Quoted passage >>
Lecture 4: More Python Datatypes

Eric Brauer

Introduction

This week we are introducing more iterable datatypes. Recall that iterables contain multiple elements that can be looped through with a for loop.

We will also discuss more ways of interacting with strings, and introduce many new methods for strings.

method
a special function that ‘belongs’ to a particular datatype object.

DATATYPE: List

  • Lists have many elements, can be combination of many datatypes
  • Can be changed with insert(), remove(), append() or pop() (removes last item while also returning it)
  • Use index (starting at 0) to pick elements
  • Is the first datatype we’ve used which is mutable.

Object Mutability

Most datatypes we’ve worked with are immutable. That means they cannot be changed (“mutated”) after creation.

Excerpted records >>

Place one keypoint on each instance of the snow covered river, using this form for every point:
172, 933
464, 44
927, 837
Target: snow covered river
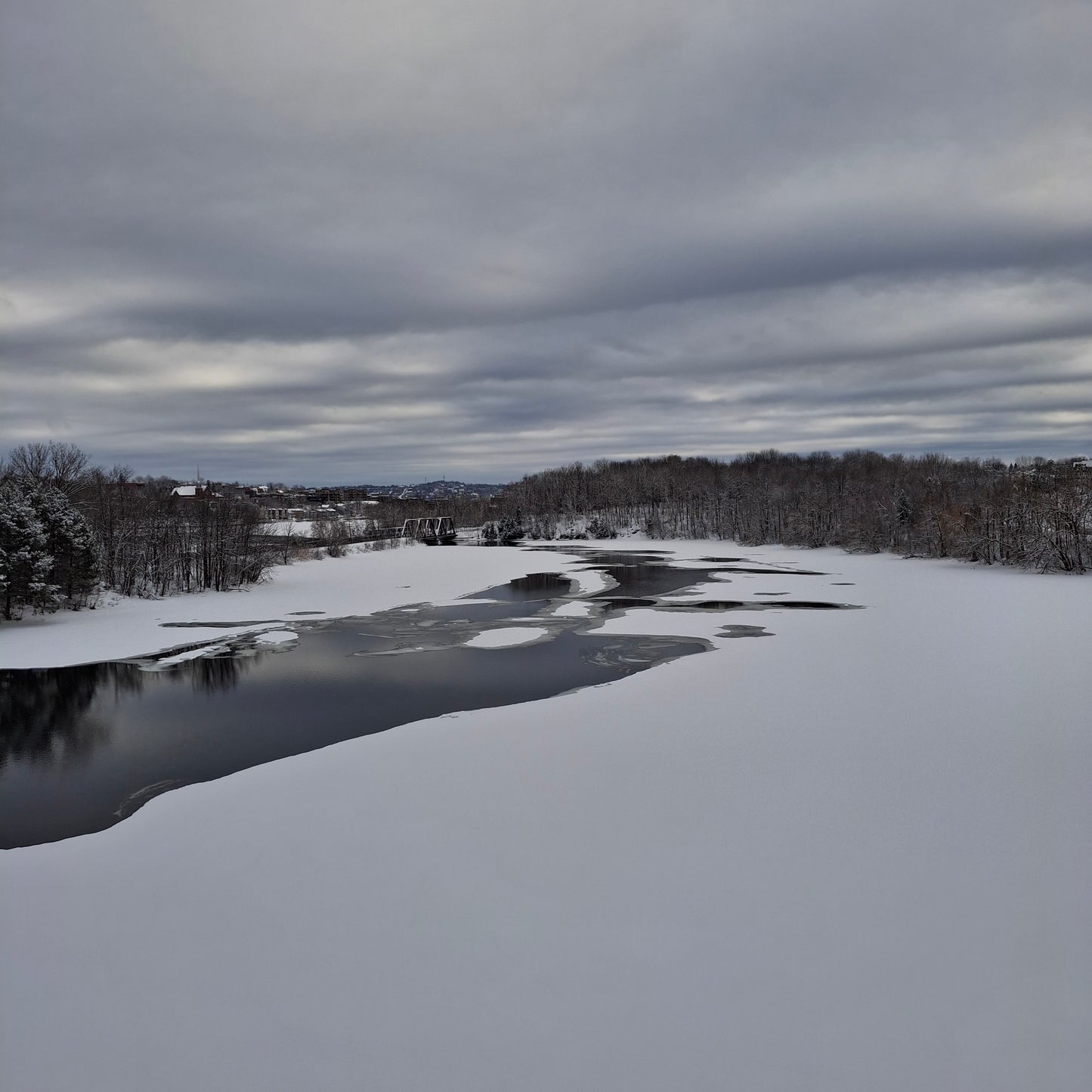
849, 854
83, 747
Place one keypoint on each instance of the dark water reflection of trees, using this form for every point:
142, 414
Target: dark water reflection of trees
47, 716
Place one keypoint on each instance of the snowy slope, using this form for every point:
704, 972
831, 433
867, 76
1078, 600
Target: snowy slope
849, 858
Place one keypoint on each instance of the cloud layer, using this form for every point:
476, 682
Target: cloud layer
365, 242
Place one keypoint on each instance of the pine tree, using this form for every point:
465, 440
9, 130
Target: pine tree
25, 562
69, 540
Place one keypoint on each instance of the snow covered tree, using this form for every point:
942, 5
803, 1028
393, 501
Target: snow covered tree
25, 562
70, 542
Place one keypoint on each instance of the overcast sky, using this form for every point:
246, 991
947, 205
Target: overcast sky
385, 240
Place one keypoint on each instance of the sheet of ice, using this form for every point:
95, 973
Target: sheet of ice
277, 637
574, 610
852, 856
336, 588
507, 638
181, 657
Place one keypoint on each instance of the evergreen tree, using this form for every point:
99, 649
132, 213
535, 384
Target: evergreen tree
69, 540
25, 562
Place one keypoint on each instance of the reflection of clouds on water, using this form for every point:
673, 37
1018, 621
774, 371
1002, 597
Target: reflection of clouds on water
45, 714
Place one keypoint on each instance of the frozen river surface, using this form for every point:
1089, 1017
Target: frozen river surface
851, 855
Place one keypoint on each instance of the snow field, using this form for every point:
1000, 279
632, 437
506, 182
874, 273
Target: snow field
849, 858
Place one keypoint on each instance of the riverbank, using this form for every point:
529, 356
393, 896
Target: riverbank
333, 588
849, 856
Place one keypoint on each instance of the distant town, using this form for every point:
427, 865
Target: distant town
280, 501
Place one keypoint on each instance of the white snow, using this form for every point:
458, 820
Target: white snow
507, 637
277, 637
354, 584
851, 856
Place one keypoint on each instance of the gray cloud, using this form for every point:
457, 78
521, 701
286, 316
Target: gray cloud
382, 240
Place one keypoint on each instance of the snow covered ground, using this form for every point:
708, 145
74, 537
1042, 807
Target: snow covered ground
333, 588
852, 856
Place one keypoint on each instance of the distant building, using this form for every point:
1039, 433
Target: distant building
199, 491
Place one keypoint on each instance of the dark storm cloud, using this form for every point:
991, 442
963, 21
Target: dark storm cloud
367, 240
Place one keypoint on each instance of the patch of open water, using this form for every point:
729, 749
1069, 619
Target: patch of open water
82, 748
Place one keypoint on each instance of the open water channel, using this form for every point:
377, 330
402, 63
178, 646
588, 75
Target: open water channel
82, 748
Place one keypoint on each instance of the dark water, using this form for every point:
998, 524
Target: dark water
81, 748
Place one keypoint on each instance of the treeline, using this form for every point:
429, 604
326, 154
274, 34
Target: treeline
1035, 513
68, 527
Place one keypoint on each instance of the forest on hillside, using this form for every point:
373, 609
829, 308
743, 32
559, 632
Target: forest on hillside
69, 529
1037, 513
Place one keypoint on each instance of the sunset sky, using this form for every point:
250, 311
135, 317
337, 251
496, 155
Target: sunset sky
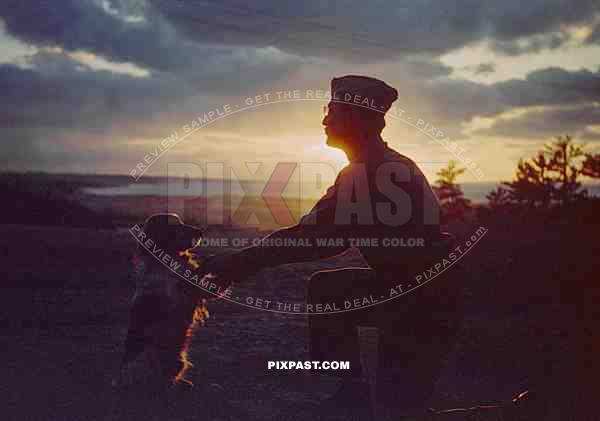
94, 86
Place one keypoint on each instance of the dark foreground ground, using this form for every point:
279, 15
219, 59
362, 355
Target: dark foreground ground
531, 324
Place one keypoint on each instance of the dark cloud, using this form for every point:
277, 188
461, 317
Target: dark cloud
173, 33
485, 69
152, 43
546, 123
551, 86
382, 29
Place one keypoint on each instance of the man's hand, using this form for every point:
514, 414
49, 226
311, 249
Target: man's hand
229, 267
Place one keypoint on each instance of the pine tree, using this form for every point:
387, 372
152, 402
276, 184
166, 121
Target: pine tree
449, 193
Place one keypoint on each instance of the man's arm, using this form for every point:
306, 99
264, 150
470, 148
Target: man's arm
318, 223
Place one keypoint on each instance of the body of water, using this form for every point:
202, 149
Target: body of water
475, 191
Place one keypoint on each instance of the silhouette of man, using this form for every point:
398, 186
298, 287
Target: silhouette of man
380, 198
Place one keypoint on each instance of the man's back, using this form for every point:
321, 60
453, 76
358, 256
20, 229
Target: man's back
384, 202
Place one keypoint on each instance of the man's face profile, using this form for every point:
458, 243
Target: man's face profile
338, 125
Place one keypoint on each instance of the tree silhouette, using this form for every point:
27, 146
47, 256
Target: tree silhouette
549, 178
591, 166
449, 193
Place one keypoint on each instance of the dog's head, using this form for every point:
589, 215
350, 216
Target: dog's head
169, 232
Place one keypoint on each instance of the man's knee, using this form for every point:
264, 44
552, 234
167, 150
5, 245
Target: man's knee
337, 283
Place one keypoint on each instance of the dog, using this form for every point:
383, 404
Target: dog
165, 309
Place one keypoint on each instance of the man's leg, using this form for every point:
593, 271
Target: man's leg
333, 336
418, 331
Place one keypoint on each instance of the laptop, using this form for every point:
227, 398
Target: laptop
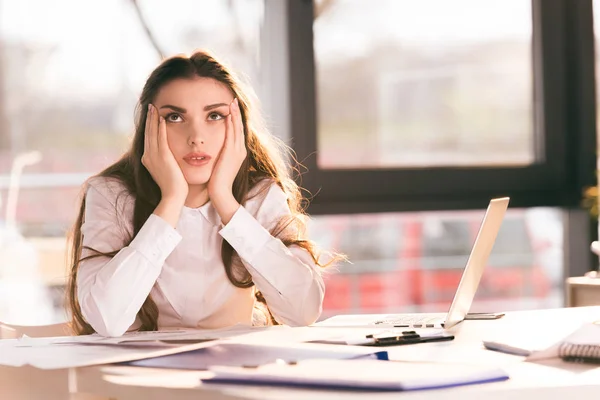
463, 298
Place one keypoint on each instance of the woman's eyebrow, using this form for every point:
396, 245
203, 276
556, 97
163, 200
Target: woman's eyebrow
175, 108
213, 106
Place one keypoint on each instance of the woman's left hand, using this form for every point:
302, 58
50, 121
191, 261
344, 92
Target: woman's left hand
227, 166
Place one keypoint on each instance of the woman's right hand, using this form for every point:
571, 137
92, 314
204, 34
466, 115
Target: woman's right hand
160, 162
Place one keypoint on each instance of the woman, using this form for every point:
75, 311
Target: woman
197, 221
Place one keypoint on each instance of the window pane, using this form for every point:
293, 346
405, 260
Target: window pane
405, 262
424, 83
70, 76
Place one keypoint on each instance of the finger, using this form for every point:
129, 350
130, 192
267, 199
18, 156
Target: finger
147, 125
163, 144
238, 126
154, 128
229, 133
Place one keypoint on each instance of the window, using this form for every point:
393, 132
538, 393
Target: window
424, 84
366, 140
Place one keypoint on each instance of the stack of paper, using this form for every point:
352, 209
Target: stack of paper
254, 355
537, 347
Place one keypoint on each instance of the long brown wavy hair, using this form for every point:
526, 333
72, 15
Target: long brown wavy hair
268, 158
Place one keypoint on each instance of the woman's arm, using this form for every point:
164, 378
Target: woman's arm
111, 291
288, 278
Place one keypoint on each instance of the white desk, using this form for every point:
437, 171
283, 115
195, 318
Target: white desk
553, 379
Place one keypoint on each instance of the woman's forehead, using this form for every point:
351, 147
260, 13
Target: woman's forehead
193, 92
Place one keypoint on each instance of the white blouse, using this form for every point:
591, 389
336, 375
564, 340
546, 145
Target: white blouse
182, 268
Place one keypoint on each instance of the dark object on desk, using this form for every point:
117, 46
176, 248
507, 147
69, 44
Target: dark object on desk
484, 316
581, 353
406, 337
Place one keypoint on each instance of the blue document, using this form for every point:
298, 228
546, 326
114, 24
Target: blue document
370, 375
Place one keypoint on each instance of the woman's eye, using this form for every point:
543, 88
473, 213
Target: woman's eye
215, 116
173, 117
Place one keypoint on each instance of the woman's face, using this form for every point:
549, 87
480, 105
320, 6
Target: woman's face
195, 112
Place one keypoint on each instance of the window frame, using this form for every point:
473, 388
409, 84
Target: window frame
564, 127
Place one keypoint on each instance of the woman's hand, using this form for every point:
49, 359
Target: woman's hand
160, 162
233, 154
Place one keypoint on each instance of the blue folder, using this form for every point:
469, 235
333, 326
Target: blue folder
362, 375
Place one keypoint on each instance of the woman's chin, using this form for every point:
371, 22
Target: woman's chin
197, 180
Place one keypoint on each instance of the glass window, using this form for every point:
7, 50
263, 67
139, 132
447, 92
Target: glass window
70, 76
404, 262
406, 83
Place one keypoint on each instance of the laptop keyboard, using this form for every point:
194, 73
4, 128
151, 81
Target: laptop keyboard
411, 320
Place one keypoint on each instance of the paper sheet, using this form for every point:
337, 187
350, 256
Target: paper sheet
242, 354
360, 374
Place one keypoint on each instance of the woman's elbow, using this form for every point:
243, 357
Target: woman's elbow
306, 311
103, 325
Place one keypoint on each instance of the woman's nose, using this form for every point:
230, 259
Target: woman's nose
195, 136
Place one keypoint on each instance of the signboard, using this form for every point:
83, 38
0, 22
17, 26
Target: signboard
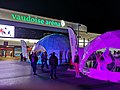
6, 31
28, 18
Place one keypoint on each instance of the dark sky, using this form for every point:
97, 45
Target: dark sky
98, 15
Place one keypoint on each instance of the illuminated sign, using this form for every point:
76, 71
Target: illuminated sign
32, 19
6, 31
36, 20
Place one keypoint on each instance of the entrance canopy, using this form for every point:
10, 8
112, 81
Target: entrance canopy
107, 40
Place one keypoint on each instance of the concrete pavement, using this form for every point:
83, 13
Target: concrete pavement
16, 75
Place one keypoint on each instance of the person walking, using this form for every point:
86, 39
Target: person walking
43, 61
21, 56
53, 61
34, 60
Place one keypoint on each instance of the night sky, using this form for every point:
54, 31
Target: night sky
98, 15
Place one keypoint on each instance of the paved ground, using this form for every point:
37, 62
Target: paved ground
15, 75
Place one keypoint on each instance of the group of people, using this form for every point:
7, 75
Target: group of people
53, 62
106, 60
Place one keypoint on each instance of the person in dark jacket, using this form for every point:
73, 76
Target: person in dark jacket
53, 61
34, 59
21, 55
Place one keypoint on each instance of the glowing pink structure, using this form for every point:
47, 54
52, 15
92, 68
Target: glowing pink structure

Given instruction A >> Write out the passage from "This week we" to "which is mutable." in the Python datatypes lecture.
Given instruction B >> Which methods for changing a list does the Python datatypes lecture name?
Given instruction C >> Please carry on the Python datatypes lecture from its last sentence.

Exercise response A >>
This week we are introducing more iterable datatypes. Recall that iterables contain multiple elements that can be looped through with a for loop.

We will also discuss more ways of interacting with strings, and introduce many new methods for strings.

method
a special function that ‘belongs’ to a particular datatype object.

DATATYPE: List

  • Lists have many elements, can be combination of many datatypes
  • Can be changed with insert(), remove(), append() or pop() (removes last item while also returning it)
  • Use index (starting at 0) to pick elements
  • Is the first datatype we’ve used which is mutable.

Exercise response B >> insert(), remove(), append(), pop()

Exercise response C >>
The proof:

>>>> string_obj = 'hi'  # creates a string
>>>> print(string_obj.upper())  # returns the string but UPPER CASE
HI
>>>> print(string_obj)  # the original version is unchanged
hi
>>>> x = 3  # integers are also immutable
>>>> x + 1
4
>>>> x  # the original value of x unchanged
3
>>>> x = x + 1  # this is why we have to use x = x + 1 here, 
# we are creating a new version of x

Lists Are Different

Lists are mutable. Using a method will change them permanently.

>>>> mylist = [ 'dog', 'cat', 'aardvark' ]
>>>> mylist.append('bat')
>>>> mylist
[ 'dog', 'cat', 'aardvark', 'bat' ]
>>>> mylist.sort()  # notice no need start with mylist = 
>>>> mylist
['aardvark', 'bat', 'cat', 'dog' ]

New Datatype: Tuple

  • Tuples have many elements (like lists)
  • Tuples have an index (also like lists)
  • However, tuples are immutable (can’t be changed)
  • Use ()
# A Tuple of one element:
my_tup = ('capybara', )

# More:
my_tup2 = ('first', 'second')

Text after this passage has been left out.